Objective: Repeat exactly the lines that run from the one containing "Target = leather surface" to the end of the data, and leave out all others.

Labeled-object pointing entries
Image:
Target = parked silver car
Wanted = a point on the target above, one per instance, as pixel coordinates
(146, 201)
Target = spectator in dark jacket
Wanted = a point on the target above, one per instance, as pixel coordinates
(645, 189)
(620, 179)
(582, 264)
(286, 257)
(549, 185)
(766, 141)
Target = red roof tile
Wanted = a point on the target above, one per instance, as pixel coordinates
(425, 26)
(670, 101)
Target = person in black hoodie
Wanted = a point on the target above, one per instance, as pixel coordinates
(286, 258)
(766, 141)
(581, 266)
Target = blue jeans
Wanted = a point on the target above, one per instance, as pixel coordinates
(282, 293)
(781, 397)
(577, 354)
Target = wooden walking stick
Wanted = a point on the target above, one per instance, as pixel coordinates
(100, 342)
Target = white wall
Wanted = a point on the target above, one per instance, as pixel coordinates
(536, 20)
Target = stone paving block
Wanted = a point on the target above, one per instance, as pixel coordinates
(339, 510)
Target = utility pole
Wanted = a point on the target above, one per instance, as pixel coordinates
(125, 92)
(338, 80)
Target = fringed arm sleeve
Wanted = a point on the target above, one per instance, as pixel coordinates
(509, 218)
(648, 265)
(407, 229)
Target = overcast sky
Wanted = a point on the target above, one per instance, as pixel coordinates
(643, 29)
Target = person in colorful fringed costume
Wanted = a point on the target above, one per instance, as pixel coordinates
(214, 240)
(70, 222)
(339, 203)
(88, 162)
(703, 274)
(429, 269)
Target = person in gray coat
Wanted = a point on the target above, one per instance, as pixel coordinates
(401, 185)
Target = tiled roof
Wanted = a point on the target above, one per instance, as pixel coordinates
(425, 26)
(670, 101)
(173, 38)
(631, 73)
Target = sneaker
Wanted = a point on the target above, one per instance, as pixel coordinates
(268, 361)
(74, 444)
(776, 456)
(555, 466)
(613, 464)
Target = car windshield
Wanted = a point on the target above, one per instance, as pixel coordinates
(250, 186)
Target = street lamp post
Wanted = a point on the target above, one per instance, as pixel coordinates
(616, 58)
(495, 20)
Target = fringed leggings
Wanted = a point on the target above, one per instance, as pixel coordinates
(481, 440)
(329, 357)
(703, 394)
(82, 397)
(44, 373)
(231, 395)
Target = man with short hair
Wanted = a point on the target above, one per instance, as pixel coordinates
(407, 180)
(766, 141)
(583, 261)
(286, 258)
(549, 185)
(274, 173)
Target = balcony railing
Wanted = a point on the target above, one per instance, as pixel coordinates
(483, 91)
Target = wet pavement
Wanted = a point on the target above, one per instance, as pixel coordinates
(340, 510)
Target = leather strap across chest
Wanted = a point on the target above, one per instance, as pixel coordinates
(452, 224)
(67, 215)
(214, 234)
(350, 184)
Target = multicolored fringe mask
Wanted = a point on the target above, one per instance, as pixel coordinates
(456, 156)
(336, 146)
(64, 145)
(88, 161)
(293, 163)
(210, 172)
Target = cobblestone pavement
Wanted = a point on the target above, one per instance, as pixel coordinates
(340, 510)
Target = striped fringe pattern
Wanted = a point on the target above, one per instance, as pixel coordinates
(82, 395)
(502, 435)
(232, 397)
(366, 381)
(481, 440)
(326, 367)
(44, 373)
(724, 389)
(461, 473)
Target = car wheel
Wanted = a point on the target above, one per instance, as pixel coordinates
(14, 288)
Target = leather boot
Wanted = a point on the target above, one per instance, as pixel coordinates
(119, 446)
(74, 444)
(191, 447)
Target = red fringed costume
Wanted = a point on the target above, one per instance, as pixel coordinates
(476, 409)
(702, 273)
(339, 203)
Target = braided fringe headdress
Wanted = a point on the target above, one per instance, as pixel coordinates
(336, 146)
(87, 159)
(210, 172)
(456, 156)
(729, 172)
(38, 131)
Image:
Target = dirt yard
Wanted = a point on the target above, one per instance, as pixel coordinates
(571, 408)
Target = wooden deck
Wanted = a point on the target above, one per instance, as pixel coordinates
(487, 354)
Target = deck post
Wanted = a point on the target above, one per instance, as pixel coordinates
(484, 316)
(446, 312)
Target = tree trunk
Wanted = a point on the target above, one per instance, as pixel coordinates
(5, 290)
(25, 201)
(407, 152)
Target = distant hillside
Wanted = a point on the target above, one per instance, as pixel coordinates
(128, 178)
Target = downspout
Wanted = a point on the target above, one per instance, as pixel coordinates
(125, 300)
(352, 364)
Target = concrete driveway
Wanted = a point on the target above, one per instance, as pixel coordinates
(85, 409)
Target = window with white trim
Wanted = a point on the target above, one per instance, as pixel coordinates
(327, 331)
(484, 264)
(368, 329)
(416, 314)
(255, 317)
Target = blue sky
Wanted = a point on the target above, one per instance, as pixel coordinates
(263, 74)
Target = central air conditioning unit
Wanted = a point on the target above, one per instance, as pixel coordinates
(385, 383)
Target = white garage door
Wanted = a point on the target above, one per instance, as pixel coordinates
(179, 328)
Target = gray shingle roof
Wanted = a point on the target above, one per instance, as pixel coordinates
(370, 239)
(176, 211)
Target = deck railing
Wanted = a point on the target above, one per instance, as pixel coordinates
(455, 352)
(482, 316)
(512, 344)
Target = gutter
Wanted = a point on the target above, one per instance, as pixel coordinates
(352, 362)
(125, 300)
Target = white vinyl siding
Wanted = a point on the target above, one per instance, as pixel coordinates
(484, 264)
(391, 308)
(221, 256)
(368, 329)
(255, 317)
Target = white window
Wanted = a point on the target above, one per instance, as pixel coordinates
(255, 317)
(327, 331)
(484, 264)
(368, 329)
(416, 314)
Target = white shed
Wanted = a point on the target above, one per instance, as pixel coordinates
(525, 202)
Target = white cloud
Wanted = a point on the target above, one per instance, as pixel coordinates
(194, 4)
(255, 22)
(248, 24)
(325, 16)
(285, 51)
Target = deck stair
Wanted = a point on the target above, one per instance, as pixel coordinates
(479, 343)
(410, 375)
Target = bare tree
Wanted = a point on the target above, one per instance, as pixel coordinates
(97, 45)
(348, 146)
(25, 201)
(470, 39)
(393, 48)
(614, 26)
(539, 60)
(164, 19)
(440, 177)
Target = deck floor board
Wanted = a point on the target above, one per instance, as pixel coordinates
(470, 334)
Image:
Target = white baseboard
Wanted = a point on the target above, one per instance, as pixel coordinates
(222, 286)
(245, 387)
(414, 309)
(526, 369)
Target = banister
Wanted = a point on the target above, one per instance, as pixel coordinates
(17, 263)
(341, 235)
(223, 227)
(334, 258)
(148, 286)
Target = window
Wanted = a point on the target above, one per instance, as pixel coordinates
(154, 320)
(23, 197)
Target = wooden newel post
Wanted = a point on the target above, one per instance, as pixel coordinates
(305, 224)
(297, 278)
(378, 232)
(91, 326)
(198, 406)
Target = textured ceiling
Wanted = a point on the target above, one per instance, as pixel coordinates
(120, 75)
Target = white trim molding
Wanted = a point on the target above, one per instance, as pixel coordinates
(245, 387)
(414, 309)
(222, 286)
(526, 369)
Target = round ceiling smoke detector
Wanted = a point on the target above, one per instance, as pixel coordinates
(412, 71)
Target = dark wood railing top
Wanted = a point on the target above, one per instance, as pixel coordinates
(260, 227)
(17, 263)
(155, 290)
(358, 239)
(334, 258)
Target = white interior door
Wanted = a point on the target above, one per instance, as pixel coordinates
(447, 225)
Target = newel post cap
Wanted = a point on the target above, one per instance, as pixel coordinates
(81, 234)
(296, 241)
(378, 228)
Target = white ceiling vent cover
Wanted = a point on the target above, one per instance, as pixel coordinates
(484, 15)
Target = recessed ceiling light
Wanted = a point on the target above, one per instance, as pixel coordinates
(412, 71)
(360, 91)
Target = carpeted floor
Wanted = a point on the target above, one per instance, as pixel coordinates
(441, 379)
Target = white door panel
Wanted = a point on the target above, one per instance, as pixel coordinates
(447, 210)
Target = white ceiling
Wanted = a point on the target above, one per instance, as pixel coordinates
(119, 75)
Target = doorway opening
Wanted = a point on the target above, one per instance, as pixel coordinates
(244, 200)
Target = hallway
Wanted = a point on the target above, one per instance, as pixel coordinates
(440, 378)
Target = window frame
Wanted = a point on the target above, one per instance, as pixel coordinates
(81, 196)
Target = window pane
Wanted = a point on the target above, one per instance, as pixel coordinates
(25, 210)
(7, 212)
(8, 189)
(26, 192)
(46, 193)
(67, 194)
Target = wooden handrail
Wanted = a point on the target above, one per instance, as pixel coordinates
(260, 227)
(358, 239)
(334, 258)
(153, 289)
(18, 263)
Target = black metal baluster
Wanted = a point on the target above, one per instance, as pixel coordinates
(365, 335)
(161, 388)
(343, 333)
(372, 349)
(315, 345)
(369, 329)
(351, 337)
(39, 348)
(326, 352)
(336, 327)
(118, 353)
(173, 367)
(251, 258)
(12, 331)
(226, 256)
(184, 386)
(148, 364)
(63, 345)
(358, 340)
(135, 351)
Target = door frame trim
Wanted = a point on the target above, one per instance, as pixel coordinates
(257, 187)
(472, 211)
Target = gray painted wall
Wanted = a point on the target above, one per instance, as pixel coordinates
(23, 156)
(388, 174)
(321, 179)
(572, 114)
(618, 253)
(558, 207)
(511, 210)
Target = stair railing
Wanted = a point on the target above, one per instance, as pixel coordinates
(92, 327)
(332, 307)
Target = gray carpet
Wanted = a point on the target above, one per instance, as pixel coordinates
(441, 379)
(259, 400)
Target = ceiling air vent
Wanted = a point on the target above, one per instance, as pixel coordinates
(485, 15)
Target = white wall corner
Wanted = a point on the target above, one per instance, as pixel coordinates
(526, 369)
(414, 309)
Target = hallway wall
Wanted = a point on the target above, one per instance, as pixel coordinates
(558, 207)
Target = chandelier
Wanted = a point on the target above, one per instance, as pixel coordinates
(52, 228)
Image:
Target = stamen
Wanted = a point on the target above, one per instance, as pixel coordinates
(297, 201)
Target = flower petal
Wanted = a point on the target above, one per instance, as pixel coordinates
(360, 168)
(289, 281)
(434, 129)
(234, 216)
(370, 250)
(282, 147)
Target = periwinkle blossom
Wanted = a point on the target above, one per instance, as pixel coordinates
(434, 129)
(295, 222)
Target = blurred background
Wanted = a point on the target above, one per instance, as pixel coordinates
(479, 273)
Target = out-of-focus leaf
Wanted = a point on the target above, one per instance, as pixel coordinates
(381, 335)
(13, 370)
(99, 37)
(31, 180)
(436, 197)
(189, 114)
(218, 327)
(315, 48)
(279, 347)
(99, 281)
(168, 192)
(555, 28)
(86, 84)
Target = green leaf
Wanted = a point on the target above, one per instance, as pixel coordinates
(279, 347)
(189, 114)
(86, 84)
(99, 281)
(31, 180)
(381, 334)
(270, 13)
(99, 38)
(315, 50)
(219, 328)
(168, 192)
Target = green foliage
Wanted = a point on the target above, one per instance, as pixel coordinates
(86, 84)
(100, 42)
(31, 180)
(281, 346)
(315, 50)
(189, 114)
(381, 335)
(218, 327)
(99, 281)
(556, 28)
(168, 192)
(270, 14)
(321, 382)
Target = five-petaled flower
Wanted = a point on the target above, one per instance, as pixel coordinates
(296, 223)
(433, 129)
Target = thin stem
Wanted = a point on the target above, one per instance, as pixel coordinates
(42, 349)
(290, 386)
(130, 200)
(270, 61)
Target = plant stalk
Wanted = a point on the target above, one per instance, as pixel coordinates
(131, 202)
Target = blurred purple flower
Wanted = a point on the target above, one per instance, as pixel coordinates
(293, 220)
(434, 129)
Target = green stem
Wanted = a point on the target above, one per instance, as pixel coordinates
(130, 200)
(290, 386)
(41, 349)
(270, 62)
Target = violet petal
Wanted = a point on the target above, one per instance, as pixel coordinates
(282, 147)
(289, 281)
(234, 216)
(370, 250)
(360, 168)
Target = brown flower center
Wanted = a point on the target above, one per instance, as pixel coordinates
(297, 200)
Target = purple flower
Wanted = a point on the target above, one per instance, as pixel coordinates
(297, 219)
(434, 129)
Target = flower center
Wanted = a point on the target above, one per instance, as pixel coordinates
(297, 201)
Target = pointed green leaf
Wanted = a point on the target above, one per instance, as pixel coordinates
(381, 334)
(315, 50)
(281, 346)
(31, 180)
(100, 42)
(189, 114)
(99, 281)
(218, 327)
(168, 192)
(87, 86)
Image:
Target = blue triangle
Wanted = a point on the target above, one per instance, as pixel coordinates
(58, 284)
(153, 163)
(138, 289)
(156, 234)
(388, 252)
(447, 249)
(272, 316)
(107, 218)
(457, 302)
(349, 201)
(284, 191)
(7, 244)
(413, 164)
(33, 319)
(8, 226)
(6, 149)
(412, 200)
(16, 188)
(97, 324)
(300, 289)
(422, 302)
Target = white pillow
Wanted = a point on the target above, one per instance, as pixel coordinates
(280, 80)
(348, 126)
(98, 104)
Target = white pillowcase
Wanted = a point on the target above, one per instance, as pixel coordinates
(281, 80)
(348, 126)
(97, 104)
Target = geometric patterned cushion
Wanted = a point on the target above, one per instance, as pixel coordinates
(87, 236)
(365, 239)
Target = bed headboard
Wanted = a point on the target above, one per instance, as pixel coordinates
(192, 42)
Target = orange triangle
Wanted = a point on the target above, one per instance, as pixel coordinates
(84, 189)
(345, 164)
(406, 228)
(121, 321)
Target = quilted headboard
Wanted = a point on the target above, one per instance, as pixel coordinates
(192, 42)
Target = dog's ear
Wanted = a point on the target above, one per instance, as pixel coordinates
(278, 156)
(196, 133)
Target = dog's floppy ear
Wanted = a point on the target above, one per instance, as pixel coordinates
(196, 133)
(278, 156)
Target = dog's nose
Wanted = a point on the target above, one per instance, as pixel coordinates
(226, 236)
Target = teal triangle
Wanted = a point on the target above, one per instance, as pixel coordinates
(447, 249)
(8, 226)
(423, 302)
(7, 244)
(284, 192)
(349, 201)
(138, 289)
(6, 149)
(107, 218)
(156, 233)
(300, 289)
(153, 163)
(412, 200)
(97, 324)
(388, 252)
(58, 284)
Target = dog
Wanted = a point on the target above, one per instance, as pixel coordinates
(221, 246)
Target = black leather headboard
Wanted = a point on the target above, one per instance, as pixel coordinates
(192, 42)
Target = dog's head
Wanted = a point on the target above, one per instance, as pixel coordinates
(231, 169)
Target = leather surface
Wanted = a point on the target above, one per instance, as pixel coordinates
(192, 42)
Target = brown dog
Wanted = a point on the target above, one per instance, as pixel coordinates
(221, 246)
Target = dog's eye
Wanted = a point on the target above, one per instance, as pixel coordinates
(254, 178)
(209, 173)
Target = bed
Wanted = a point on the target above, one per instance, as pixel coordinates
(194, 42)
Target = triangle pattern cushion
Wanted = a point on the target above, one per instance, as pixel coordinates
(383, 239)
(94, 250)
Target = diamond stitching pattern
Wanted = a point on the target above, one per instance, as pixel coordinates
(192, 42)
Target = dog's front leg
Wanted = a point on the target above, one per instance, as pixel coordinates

The completed task:
Target = leather surface
Wanted = a point on the target above, one per instance, as pixel coordinates
(192, 42)
Target = brown dog
Wanted = a point on the target above, one per instance, as pixel coordinates
(221, 246)
Target = dog's eye
Wanted = a point on the target above, one per instance, as pixel coordinates
(254, 178)
(209, 173)
Target = bed
Wanted = a point on the target above, one per instance, as pixel coordinates
(194, 42)
Target = triangle pattern cushion
Wanted = a point on the target above, one per instance, as pixel coordinates
(383, 239)
(94, 250)
Target = diamond stitching pattern
Wanted = a point on the target above, one per instance, as pixel coordinates
(192, 42)
Target = dog's front leg
Wanted = a point on the target above, one per instance, as pixel coordinates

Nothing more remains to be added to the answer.